→ **FONTE**:
-=-=-=-=-
O estudo revelou que em 2019 1,3 milhão de empreendedoras empregavam pessoas, o que representa 13, 6%; esse número recuou em 2021 para 1,1 milhão (11,4%).
Essa fatia de mercado fica ainda menor quando fazemos o recorte de raça e gênero. No último trimestre de 2019, as mulheres negras que eram donas de negócio representavam 50,3%. No ano passado, esse número caiu para 48,5%. Por outro lado, o número de mulheres brancas que empreendiam passou de 48,4% para 49,9%. A pesquisa foi feita com base nos dados da Pesquisa Nacional por Amostra de Domicílios Contínua (Pnad).
Atrelado a isso, considero impedimentos para que consigamos ocupar espaços do mundo dos negócios a responsabilidade que recai sobre nós de cuidar da casa e dos filhos e a falta rede de apoio, quando falamos de mães solo.
Estar em espaços de liderança e gestão ocupados principal e historicamente por homens é uma tarefa árdua (só nos cabe “liderança” para cuidar da casa e dos filhos). Isso está ainda enraizado na sociedade. Não importa o segmento — confeitaria, restaurante, oficina de costura, empresa do ramo da tecnologia ou da comunicação, que é o meu caso no Nós (sou gestora operacional e estou à frente da área institucional coordenando os processos internos) —, somos preteridas nesses espaços.
-=-=-=-=-
→ **MATERIAL FORNECIDO**:

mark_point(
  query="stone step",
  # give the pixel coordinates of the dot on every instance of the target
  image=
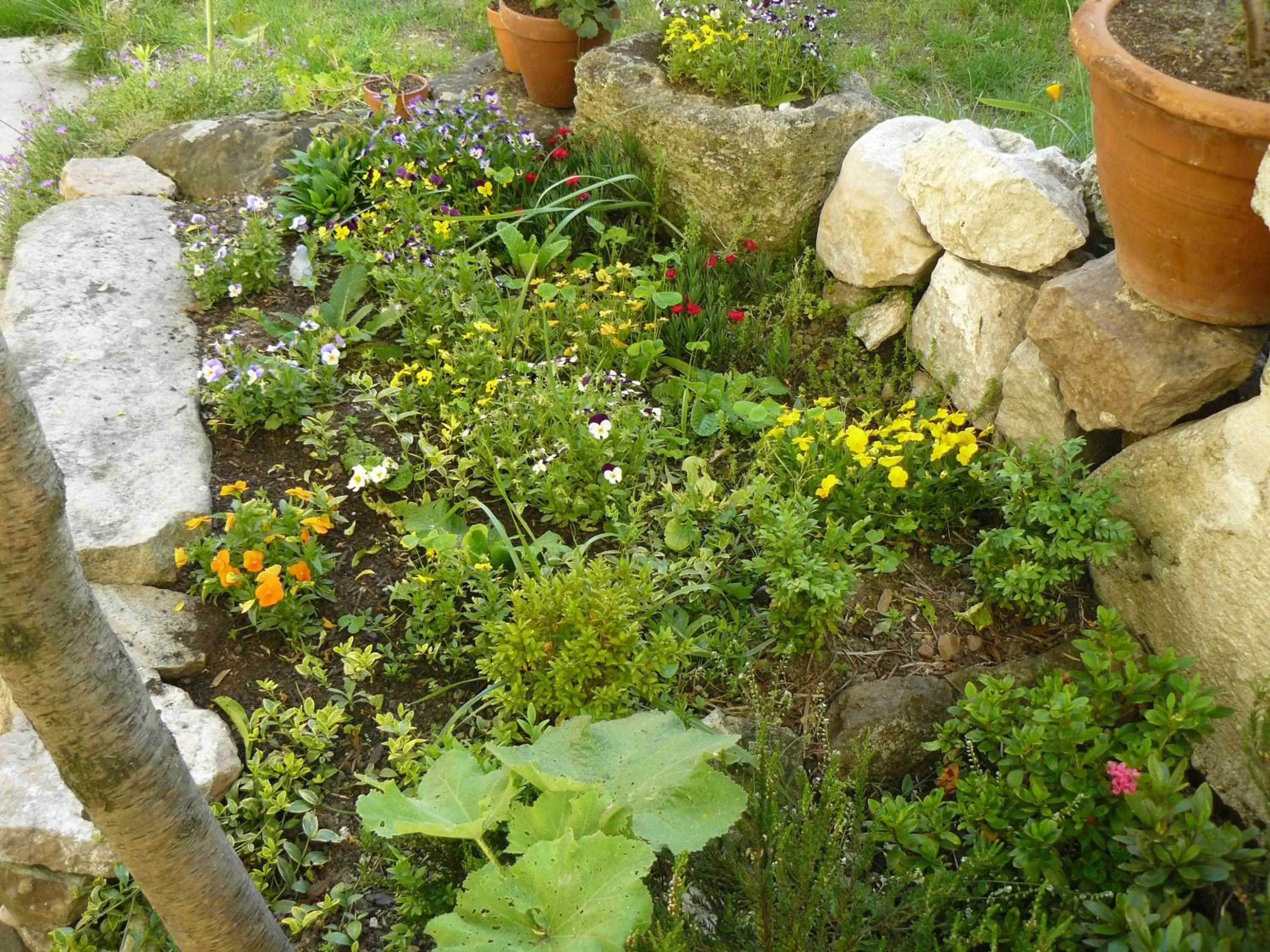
-=-=-=-=-
→ **EXERCÍCIOS PROPOSTOS**:
• 1. Responda com base no texto sobre empreendedorismo feminino:
(a) Quantas empreendedoras empregavam pessoas em 2019?
(b) Que porcentagem representavam as mulheres negras donas de negócio no último trimestre de 2019?
(c) Em que pesquisa se baseou o estudo?
• 2. Prossiga o texto sobre empreendedorismo feminino a partir de onde ele termina.
As linhas fornecidas não são necessárias para nada aqui.

→ **EXERCÍCIOS RESOLVIDOS**:
• 1.
(a) 1,3 milhão.
(b) 50,3%.
(c) Na Pesquisa Nacional por Amostra de Domicílios Contínua (Pnad).

• 2.
Romper com essa lógica é transformar também as organizações das quais somos gestoras. Cuidado esse que deve levar em conta a sobrecarga de trabalho que imputa às mulheres mais peso. Pensar um negócio que leve em conta essas questões pode ser um caminho para que nos sintamos menos cobradas e sobrecarregadas.
Apesar de todos os bloqueios, damos nosso jeito de abrir (nem que for uma fresta) janelas de oportunidade. Quando não funcionar, metemos o pé na porta. Certeza que nos chamarão de agressivas, enquanto homens são considerados assertivos. Não importa. Se chegamos até aqui é porque somos capazes. Assim como temos ocupado tantos outros espaços, esse também será nosso.